» Directions
Emit the line that holds "Each instance receives one point. Mark the green hi-vis" and all lines following it through the end of the data, verbatim, and nothing else.

══ Data supplied

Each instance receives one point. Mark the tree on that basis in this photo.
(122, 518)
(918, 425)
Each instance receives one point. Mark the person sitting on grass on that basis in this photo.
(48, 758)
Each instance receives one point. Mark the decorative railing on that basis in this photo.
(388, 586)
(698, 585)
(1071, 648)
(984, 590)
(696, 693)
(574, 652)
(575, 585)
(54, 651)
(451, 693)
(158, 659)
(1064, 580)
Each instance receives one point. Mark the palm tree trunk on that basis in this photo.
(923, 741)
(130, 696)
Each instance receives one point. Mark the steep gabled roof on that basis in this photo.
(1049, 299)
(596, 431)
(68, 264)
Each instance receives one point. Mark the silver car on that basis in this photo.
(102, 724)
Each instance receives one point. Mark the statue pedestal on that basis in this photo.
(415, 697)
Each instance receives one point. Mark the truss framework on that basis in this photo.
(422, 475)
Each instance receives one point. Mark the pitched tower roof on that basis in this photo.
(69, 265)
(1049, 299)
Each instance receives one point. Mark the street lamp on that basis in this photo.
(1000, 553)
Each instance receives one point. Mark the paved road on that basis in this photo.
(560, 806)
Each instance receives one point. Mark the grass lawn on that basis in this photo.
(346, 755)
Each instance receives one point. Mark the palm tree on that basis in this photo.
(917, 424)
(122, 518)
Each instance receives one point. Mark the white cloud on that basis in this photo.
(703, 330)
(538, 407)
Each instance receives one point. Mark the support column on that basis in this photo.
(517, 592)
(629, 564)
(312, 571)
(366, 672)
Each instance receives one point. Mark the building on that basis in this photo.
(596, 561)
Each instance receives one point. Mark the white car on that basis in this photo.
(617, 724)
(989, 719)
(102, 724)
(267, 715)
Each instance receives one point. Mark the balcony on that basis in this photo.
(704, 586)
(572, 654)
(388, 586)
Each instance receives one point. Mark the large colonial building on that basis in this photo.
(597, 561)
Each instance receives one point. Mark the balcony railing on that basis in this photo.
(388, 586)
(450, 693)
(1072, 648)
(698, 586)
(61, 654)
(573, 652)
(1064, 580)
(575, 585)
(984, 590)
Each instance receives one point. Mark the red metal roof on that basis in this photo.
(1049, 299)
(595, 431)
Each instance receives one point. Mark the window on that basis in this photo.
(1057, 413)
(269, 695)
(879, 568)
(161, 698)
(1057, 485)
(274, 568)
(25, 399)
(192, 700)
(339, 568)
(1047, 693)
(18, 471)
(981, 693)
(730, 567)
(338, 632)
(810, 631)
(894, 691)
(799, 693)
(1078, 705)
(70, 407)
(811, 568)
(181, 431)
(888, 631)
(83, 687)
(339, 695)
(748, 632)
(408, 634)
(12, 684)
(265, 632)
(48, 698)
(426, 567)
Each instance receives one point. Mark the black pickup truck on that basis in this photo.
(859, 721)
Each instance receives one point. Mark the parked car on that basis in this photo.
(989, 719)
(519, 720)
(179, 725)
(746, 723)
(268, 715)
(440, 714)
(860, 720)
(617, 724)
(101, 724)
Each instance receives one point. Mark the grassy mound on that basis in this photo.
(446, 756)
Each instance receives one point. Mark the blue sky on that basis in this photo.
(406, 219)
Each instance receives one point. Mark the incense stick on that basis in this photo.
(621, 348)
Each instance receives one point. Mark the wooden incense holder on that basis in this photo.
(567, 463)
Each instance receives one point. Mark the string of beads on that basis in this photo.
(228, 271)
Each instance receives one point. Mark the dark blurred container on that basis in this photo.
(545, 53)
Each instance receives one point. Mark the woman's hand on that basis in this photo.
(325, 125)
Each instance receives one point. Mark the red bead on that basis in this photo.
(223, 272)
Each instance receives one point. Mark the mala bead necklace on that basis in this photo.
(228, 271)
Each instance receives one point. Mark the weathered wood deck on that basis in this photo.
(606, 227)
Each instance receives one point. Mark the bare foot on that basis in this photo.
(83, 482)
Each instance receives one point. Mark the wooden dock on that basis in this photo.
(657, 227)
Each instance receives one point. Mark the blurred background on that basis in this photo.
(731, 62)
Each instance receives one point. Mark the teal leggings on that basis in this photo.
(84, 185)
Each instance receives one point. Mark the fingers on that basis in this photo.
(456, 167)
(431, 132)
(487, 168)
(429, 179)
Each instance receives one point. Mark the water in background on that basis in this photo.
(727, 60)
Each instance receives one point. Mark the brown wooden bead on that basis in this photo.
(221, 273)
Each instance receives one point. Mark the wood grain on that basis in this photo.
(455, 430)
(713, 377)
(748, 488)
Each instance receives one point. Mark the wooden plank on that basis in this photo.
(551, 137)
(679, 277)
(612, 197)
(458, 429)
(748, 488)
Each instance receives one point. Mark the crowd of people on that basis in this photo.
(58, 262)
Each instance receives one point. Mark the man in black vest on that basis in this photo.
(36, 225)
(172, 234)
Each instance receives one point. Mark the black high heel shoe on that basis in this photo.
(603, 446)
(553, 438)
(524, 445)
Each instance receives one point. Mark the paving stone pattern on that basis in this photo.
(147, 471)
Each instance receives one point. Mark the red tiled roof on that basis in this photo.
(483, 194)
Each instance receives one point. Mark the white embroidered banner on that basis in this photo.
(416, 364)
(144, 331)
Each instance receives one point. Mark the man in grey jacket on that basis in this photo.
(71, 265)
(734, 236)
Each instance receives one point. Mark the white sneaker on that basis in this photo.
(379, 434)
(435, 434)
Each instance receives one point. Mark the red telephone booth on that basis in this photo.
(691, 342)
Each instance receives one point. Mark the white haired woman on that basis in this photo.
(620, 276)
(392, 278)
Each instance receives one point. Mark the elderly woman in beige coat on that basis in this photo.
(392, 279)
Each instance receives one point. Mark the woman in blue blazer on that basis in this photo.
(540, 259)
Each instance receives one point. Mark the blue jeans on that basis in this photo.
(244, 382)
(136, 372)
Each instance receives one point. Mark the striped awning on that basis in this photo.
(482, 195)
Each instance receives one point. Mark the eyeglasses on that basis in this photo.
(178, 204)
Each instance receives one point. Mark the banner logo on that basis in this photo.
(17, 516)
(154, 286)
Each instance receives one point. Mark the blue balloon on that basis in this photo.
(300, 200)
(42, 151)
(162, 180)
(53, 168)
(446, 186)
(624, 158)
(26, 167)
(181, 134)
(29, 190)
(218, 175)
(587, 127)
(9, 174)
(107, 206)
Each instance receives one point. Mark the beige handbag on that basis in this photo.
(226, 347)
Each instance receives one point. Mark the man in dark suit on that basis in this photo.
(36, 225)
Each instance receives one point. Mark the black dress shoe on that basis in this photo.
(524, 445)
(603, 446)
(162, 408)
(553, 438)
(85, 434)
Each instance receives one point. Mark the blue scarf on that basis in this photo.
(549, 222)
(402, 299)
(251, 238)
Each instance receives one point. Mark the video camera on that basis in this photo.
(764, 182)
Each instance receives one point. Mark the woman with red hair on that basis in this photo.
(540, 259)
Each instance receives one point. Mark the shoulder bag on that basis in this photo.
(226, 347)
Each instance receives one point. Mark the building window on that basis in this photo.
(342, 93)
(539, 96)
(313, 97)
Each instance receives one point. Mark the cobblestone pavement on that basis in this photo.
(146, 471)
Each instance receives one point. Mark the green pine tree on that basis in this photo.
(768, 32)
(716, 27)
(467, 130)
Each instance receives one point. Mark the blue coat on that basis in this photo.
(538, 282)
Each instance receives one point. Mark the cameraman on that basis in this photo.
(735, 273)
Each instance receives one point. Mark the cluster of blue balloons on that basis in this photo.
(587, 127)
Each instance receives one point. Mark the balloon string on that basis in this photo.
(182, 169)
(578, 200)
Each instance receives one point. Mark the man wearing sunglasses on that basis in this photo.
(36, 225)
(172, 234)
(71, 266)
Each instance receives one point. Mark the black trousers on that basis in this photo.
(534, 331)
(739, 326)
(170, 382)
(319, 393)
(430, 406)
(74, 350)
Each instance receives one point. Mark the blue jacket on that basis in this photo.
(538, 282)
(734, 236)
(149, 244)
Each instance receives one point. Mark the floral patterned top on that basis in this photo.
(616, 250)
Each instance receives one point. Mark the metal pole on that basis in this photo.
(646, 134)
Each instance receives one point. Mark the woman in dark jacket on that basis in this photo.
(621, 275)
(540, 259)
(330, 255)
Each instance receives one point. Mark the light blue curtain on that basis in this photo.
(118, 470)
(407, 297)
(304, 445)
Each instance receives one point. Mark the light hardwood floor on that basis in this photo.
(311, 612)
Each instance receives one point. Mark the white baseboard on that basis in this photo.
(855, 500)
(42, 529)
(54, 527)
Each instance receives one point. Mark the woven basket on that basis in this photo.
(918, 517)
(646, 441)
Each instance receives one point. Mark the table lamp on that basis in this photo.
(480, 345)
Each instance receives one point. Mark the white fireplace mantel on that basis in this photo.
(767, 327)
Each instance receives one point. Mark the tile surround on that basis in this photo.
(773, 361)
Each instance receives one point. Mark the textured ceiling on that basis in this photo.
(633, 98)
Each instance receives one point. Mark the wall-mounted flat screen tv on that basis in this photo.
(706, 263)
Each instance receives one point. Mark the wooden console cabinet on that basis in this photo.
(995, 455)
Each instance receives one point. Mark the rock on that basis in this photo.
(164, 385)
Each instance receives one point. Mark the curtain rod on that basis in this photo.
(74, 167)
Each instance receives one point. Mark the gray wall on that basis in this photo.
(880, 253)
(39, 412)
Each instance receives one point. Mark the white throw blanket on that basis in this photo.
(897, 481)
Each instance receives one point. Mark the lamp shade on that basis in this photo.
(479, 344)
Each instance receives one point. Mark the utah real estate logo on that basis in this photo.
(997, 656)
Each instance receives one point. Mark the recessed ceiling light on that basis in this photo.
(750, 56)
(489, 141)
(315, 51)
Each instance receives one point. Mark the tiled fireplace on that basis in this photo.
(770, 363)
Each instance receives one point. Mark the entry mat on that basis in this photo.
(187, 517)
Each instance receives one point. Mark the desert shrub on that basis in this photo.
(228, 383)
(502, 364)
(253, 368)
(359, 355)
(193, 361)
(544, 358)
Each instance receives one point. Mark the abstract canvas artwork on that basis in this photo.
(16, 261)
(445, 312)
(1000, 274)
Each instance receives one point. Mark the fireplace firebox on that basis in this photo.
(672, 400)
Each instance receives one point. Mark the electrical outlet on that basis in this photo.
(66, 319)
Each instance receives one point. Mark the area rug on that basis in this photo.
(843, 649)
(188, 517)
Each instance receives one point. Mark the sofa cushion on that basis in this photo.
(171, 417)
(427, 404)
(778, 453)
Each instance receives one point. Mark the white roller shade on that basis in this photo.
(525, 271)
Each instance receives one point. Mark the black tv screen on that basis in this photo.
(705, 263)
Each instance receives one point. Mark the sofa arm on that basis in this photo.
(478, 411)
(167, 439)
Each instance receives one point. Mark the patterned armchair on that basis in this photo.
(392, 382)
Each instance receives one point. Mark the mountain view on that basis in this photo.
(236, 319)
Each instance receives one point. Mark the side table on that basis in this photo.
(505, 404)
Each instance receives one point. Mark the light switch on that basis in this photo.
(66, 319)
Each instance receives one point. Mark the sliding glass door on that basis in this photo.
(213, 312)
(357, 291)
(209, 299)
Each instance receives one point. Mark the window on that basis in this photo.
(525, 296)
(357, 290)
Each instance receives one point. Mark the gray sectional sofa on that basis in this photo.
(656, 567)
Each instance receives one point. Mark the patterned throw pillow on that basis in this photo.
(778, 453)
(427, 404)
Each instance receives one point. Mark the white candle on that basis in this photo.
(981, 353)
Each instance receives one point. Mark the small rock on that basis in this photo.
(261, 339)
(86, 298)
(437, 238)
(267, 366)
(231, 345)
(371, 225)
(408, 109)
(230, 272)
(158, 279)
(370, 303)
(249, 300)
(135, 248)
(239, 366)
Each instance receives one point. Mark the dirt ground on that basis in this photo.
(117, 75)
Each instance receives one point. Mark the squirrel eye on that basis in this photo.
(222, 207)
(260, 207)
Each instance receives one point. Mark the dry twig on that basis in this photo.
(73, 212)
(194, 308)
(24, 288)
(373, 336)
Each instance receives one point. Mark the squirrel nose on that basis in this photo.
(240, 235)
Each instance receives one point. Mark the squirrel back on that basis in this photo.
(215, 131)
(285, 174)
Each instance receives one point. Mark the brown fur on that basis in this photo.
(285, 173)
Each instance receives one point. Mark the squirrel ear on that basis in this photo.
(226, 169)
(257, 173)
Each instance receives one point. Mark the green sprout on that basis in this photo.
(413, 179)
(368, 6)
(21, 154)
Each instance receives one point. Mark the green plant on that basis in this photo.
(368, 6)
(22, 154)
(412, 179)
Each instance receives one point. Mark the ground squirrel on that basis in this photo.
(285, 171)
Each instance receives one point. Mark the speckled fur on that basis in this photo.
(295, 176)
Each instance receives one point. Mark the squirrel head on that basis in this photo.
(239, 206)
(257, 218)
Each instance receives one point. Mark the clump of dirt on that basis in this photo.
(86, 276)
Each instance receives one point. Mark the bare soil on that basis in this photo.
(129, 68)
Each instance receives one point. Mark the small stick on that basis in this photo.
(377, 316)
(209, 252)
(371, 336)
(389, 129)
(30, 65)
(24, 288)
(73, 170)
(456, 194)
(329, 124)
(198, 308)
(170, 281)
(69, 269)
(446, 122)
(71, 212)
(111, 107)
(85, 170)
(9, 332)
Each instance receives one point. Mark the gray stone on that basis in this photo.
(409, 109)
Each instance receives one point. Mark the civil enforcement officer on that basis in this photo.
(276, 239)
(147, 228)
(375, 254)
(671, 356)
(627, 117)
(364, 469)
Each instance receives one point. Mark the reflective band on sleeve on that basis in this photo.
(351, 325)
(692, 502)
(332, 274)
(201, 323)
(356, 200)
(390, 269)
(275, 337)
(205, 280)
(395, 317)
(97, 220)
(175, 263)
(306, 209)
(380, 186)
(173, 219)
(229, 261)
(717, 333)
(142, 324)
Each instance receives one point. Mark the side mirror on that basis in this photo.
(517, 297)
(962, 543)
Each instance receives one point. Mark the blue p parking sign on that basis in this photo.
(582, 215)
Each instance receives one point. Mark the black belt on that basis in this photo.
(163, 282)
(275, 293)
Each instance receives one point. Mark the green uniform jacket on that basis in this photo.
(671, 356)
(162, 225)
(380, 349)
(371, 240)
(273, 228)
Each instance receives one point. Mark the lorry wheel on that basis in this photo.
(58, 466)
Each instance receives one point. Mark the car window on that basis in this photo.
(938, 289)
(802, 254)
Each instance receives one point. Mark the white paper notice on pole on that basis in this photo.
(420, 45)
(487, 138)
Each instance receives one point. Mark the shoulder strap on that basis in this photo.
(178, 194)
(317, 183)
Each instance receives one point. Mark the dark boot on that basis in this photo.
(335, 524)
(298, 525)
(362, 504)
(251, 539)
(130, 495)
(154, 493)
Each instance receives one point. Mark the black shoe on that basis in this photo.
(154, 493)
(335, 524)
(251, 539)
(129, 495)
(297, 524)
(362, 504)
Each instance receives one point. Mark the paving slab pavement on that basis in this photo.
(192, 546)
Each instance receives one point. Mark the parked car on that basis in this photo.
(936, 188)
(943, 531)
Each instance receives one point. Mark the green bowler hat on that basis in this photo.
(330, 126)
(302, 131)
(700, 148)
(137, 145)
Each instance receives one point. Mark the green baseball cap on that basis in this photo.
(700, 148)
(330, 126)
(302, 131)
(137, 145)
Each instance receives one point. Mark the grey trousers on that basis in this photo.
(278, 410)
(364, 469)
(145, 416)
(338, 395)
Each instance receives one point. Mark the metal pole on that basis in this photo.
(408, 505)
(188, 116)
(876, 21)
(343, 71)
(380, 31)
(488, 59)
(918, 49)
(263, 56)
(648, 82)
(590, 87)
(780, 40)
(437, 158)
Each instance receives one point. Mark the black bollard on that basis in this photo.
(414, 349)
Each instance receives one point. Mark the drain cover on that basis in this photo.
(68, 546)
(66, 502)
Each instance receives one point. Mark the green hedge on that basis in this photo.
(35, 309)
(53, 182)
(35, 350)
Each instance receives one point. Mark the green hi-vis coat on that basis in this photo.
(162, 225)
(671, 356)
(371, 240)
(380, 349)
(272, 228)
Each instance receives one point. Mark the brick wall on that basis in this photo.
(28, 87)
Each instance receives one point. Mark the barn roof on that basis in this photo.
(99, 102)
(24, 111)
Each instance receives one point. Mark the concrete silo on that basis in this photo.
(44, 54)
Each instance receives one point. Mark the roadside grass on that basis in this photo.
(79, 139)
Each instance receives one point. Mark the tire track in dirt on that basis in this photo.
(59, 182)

════

» Correct result
Each instance receives one point. Mark the green hi-vis coat on that basis in this photo.
(162, 225)
(671, 356)
(371, 240)
(380, 349)
(272, 228)
Each instance receives one point. Mark the brick wall on that basis in this photo.
(28, 87)
Each instance receives one point. Mark the barn roof on that basis in this photo.
(99, 102)
(24, 111)
Each instance receives one point. Mark the concrete silo on that basis in this photo.
(44, 54)
Each instance receives one point. Mark the roadside grass on that basis in this photo.
(79, 139)
Each instance receives one point. Mark the tire track in dirt on that basis in this photo.
(59, 182)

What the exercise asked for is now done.